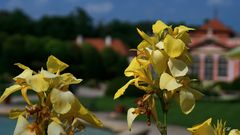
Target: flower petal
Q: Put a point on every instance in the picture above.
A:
(187, 101)
(130, 117)
(121, 91)
(168, 82)
(8, 91)
(54, 65)
(173, 47)
(177, 67)
(197, 94)
(62, 100)
(38, 83)
(159, 61)
(55, 129)
(24, 75)
(21, 66)
(47, 74)
(68, 78)
(158, 27)
(202, 129)
(21, 126)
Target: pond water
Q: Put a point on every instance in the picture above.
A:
(7, 127)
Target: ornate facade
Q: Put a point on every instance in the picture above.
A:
(209, 44)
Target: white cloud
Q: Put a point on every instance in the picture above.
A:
(99, 8)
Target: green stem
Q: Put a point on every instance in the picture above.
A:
(162, 127)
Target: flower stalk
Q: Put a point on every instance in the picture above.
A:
(160, 68)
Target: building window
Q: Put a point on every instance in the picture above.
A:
(208, 68)
(195, 66)
(222, 66)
-=-=-=-=-
**Task statement**
The expected output is the full material above, word for word, without pictures.

**Output of the exercise**
Target: flower petal
Q: Put a point on every instance in the picture above.
A:
(187, 101)
(130, 117)
(121, 91)
(168, 82)
(8, 91)
(54, 65)
(173, 47)
(177, 67)
(197, 94)
(62, 100)
(38, 83)
(159, 61)
(55, 129)
(24, 75)
(21, 66)
(47, 74)
(68, 78)
(158, 27)
(202, 129)
(21, 126)
Target: pond water
Q: Put a point on every instance in the picture above.
A:
(7, 127)
Target: ornate facade
Q: Put a point on every instance in the picture above.
A:
(209, 44)
Target: white cloud
Q: Put a point on every instance in the picture above.
A:
(99, 8)
Target: green stem
Q: Put a point on every instance in the picture above.
A:
(162, 127)
Target: flower stalk
Q: Put a point on every instance in the picture above.
A:
(160, 68)
Target: building window
Q: Put a point on every instance in the picture above.
A:
(208, 68)
(195, 66)
(222, 66)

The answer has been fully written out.